■ **PROBLEM DETAILS**:
In the passage on personal blogging below, what does the writer say they are easily triggered by?

■ **EXCERPTED PASSAGE**:
^^^^^^^^^^^^^^^^

I used to have a blog that I used for posting all my feels and 'real things' that happened; the sort of things that people on the interet seem to find therapeutic. I used to like pouring out bits of my heart to strangers online, but as the years passed, I began to like it less and less. I started seeing it as a desperate and pathetic cry for attention, as blogs became more and more personal and more and more people spoke out about their problems. I used to have a lot more compassion and understanding for people, but now the only feelings I muster up are ones of annoyance and anger. I am easily triggered by self harm and eating disorders and it's offensive to me when people take them lightly and blog about them and the words and feelings seem so simple. It is most likely a fault with myself, but I have a hard time believing people are suffering when they can talk about it nonchalantly. More and more, I find myself getting uspset when people have Tumblrs and other blogs exclusively devoted to caloric intakes, complaining about being fat, and posting "progress photos." I am sad because it feels like a mockery of something that consumes entire lives. I was sworn off "real life, personal blogging" because having problems and low self-esteem became glamourous.

^^^^^^^^^^^^^^^^

■ **MATERIAL PROVIDED**:
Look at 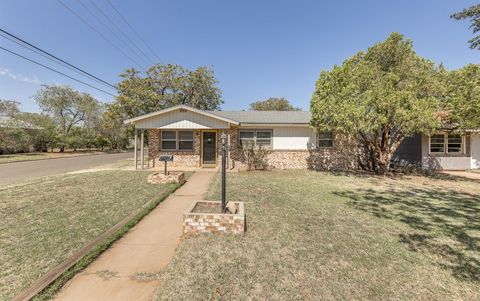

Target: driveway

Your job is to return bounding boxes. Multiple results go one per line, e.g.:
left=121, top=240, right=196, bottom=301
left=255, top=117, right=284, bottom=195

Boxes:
left=0, top=152, right=133, bottom=184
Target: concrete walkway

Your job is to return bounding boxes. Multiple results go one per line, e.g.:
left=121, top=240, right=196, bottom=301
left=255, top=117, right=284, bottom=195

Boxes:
left=55, top=172, right=214, bottom=301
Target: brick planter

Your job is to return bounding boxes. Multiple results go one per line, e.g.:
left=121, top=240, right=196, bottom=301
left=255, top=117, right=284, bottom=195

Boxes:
left=148, top=171, right=185, bottom=184
left=183, top=201, right=245, bottom=234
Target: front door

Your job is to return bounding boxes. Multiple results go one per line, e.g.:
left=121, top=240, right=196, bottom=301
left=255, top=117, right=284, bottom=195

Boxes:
left=202, top=132, right=217, bottom=165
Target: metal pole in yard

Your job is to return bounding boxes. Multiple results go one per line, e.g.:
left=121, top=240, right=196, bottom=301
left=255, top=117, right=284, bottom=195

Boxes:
left=133, top=129, right=138, bottom=169
left=221, top=133, right=227, bottom=212
left=140, top=129, right=145, bottom=169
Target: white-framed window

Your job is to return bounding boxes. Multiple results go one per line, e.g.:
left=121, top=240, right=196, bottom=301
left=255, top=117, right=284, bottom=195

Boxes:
left=238, top=130, right=273, bottom=148
left=317, top=132, right=333, bottom=148
left=160, top=130, right=194, bottom=151
left=430, top=133, right=465, bottom=154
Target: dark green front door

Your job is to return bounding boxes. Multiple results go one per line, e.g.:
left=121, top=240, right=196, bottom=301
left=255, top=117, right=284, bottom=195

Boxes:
left=202, top=132, right=217, bottom=165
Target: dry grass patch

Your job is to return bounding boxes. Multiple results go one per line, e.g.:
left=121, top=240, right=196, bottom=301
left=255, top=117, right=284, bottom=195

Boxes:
left=0, top=171, right=175, bottom=300
left=157, top=171, right=480, bottom=300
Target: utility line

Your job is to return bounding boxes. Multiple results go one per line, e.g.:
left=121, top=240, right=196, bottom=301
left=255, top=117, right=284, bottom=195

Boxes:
left=0, top=28, right=117, bottom=90
left=0, top=46, right=115, bottom=97
left=57, top=0, right=147, bottom=72
left=107, top=0, right=162, bottom=63
left=78, top=0, right=149, bottom=66
left=88, top=0, right=155, bottom=63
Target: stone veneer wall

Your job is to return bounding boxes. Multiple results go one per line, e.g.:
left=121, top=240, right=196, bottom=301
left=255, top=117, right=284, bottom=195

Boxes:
left=148, top=129, right=200, bottom=167
left=148, top=126, right=358, bottom=170
left=226, top=127, right=358, bottom=170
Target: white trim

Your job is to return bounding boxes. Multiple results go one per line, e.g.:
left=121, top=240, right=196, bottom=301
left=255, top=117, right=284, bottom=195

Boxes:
left=238, top=122, right=310, bottom=129
left=123, top=105, right=240, bottom=125
left=427, top=133, right=467, bottom=156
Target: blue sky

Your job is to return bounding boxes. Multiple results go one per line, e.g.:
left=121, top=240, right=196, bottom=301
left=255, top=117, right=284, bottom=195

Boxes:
left=0, top=0, right=480, bottom=111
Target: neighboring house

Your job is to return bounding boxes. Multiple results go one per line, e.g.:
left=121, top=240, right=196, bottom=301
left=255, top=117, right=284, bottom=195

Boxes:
left=125, top=105, right=480, bottom=170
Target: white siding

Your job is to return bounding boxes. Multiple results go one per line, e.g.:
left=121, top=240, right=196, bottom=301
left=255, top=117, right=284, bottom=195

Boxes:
left=273, top=127, right=315, bottom=150
left=422, top=136, right=471, bottom=170
left=135, top=110, right=230, bottom=129
left=470, top=134, right=480, bottom=169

^^^^^^^^^^^^^^^^

■ **OUTPUT BELOW**:
Self harm and eating disorders.